Extracted records:
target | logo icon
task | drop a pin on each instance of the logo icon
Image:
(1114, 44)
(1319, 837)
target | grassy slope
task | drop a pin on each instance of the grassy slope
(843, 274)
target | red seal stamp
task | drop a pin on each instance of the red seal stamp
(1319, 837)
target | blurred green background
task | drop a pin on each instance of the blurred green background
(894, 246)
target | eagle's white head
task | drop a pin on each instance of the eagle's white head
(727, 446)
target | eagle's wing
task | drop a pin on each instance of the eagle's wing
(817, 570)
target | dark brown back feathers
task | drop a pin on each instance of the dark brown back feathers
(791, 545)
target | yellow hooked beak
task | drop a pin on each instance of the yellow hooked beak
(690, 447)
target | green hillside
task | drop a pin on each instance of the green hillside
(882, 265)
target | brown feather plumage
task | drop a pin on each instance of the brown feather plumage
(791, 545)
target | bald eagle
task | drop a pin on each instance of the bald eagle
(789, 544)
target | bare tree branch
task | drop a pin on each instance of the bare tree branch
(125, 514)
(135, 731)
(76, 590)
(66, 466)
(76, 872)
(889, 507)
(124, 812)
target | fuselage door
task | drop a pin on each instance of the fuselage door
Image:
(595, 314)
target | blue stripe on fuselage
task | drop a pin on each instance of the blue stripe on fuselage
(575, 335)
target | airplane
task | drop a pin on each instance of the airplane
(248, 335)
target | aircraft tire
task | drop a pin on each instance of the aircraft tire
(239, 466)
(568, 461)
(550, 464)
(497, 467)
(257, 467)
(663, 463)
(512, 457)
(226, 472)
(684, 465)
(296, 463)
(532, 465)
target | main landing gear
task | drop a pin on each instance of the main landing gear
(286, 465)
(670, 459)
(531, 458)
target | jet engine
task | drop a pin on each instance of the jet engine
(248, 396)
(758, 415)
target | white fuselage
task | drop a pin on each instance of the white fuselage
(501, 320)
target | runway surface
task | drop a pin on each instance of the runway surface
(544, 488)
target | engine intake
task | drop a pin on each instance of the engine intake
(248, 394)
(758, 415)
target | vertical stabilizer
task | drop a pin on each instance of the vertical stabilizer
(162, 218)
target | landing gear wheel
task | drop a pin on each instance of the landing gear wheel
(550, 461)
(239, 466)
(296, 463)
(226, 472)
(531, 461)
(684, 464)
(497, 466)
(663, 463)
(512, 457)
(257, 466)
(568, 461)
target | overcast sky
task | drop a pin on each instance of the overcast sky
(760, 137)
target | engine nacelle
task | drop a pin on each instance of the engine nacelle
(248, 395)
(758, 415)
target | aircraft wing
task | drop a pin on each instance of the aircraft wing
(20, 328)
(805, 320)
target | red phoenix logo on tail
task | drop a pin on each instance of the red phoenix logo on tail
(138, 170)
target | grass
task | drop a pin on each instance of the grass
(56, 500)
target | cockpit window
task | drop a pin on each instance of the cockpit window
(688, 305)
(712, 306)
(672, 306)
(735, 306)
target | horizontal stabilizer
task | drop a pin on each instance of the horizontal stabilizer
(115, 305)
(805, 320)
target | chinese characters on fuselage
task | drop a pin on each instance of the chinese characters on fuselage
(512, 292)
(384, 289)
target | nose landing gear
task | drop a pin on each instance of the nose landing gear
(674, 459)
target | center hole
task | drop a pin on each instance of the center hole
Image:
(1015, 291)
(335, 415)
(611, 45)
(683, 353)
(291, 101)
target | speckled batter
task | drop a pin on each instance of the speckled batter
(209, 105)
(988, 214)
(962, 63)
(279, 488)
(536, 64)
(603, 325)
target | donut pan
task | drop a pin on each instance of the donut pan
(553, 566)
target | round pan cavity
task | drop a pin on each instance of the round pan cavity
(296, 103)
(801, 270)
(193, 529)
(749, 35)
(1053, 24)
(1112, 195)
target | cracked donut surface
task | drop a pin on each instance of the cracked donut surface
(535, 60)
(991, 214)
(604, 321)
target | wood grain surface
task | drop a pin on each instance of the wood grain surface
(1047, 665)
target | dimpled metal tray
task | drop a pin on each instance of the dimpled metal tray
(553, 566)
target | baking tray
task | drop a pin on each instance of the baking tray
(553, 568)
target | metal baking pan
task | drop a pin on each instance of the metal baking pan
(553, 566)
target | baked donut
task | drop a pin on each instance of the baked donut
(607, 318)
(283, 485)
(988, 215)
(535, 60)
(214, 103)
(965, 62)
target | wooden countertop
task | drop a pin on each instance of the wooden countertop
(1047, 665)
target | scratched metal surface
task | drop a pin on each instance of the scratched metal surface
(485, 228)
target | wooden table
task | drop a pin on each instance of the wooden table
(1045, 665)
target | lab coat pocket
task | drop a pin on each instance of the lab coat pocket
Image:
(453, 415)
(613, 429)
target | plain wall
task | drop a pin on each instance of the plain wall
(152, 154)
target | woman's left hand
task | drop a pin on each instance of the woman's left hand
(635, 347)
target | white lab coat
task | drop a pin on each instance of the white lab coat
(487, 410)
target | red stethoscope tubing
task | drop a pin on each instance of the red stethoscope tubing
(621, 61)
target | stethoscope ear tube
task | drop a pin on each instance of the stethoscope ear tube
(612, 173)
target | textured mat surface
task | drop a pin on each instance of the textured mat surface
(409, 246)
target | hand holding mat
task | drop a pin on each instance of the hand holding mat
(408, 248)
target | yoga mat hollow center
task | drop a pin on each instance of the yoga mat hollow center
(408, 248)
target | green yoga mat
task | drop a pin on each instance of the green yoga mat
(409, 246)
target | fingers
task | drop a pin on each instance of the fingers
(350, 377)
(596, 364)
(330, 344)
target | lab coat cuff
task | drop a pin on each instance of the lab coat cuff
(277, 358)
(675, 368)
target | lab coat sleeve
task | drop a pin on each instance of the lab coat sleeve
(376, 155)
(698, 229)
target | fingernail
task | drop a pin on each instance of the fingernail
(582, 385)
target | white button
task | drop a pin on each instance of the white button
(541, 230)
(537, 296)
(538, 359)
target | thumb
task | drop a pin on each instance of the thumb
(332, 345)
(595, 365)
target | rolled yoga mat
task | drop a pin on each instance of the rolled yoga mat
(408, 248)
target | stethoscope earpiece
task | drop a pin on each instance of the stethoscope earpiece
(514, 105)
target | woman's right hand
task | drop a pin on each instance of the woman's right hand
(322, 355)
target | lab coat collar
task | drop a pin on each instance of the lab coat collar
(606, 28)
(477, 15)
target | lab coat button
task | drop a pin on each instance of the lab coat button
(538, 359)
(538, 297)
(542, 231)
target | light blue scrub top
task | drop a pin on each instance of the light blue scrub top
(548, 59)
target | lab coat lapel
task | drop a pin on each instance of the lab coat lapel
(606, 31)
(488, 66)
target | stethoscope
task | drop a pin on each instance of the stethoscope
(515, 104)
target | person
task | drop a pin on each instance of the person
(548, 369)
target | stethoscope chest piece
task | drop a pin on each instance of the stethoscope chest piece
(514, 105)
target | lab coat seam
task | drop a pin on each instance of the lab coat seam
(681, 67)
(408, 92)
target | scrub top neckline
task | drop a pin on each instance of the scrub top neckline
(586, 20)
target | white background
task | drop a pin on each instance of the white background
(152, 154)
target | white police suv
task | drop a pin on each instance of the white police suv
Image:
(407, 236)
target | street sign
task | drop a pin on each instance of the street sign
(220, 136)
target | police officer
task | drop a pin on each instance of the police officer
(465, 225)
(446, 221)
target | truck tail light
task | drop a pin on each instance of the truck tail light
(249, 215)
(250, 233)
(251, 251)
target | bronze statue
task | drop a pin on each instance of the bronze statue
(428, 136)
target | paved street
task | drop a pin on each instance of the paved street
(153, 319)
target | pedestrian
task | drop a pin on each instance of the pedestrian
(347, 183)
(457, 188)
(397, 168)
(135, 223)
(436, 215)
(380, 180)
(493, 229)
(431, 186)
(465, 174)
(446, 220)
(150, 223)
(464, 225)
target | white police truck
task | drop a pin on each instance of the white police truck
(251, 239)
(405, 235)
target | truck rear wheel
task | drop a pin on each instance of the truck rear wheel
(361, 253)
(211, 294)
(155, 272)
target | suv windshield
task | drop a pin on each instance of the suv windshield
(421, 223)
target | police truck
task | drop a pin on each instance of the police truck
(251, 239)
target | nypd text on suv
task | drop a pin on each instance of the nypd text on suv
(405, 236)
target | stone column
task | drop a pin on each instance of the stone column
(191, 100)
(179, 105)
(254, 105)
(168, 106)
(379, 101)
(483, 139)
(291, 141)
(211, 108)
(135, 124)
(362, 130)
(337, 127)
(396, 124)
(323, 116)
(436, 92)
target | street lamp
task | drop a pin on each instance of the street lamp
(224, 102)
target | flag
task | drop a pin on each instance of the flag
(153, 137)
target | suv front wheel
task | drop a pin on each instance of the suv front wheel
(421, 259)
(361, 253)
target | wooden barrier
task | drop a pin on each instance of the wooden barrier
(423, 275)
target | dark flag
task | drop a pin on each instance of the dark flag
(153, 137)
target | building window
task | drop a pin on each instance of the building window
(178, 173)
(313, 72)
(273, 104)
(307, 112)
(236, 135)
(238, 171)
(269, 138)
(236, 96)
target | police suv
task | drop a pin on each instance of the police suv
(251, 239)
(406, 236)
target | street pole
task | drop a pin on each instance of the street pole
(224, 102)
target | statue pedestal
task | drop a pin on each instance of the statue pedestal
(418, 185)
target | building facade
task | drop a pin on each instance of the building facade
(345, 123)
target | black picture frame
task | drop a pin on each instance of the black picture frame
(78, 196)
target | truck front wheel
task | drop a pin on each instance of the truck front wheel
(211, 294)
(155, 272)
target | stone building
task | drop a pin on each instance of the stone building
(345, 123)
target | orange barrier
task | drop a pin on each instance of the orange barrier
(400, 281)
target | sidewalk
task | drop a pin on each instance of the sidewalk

* **Task directions**
Beginning at the line above that contains "the wooden barrier", return each line exactly through the line that contains "target | building facade", and no others.

* **Finished task**
task | drop a pin on each instance of the wooden barrier
(423, 275)
target | dark flag
task | drop a pin on each instance of the dark flag
(153, 137)
target | building window
task | drop a pin on each instance of the building window
(178, 173)
(313, 72)
(273, 104)
(307, 112)
(236, 135)
(238, 171)
(269, 138)
(236, 96)
target | police suv
task | drop a pin on each instance of the police suv
(251, 239)
(406, 236)
target | street pole
task | drop a pin on each instance of the street pole
(224, 102)
target | statue pedestal
task | drop a pin on each instance of the statue pedestal
(418, 185)
target | building facade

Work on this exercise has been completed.